(Passage provided):
Still, what is the political role these people had in the recent past? Did you also talk about politics with them?

B.I.: We talked about it, but many of them say that they find it strange to see that this moral awakening happens only when the events directly target the middle class. Some of them even say that it was then they realized they were part of the middle class, when they took to the streets and saw that the people next to them shared their values. They started with the protests for Raed Arafat, and for Roșia Montană. Ecology and health are two subjects that keep popping up in discussions with the middle class. Then, there was “Colectiv”, which is the most recent case and has become the most discussed subject. They said that they somehow felt wrong for not getting involved up until then. They feel a type of cohesion forming, but they’re still quite uncertain about what a political alternative to the present state of affairs should look. They’re more civically than they are politically involved.

How much do they talk about emigration?

B.I.: Most of the people we talk to are people who have already consummated their dream of leaving the country. They either left and came back, or realized their dreams, from a material standpoint, right here in the country. We did encounter two or three cases, not as many as I had initially expected, but right now pretty much nobody’s planning a more definite emigration solution. This used to happened five or six ago, not so much now.

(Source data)
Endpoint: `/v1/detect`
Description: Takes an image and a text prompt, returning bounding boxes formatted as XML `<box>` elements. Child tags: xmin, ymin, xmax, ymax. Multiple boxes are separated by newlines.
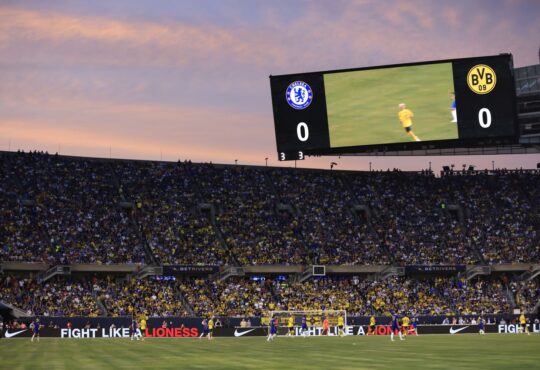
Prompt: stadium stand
<box><xmin>0</xmin><ymin>153</ymin><xmax>540</xmax><ymax>317</ymax></box>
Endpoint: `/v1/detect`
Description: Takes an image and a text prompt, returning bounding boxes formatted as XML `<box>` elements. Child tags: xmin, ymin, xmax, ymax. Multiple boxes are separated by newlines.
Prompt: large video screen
<box><xmin>270</xmin><ymin>54</ymin><xmax>517</xmax><ymax>160</ymax></box>
<box><xmin>324</xmin><ymin>63</ymin><xmax>458</xmax><ymax>148</ymax></box>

(Problems to solve):
A. Answer the following questions using the interview about the middle class:
(i) Which two protests do the interviewees say they started with?
(ii) What two subjects keep coming up in discussions with the middle class?
(iii) How many cases of people planning to emigrate did the interviewers encounter?
B. Extend the interview about the middle class, beginning directly after its final sentence.

(Results for each task):
A.
(i) The protests for Raed Arafat and for Roșia Montană.
(ii) Ecology and health.
(iii) Two or three cases.

B.
I asked you this because it is one of the main reasons given to the argument that we have no middle class: “Those who should make up the middle class have already left”. That’s the general discourse.

B.I.: That’s not really the case; if we analyze the situation a bit we see that it was the young proletarians who actually left. 

I, for one, have definitely overcome my condition. But I don’t really know where I stand right now. I’m not back there anymore, but I have no idea if I’m in the middle class or not. Sometimes when I look around me, I wonder if I just don’t make too much money and I’ve simply been too lucky.  

 

[S., 30 years, photographer] – interview by Ștefan Lipan

Was there any type of middle class during communism?

B.I.: This is one of the questions that our colleague, sociologist Cătălin Stoica, suggested we asked. And we did ask it in our interview guides. Most of the people we talked to, who were alive during communism, confirm that there was a middle class and then they go about mentioning the consumerist practices that happened. Let me give you an example of an interviewee who lived in northern Bucharest, Băneasa (translator’s note: Băneasa is the location of Romania’s largest airport). She said that there was a clear distinction between the children of workers, of those who handled the luggage, and the children of the personnel who traveled abroad. She used to see this distinction on T-shirts, for example. The ones that had logos on them and inscriptions in foreign languages belonged to those who got out of the country. And rest of the T-shirts, the ones that showed no signs of Western consumerism, belonged to the children of the proletarians. Consumerism was vital to what made up the middle class before the fall of communism and it’s the same way today. The middle class was embodied by management positions, but also by small entrepreneurs.

How did the communist middle class blend with those who came after? Was there a continuity or are they different categories?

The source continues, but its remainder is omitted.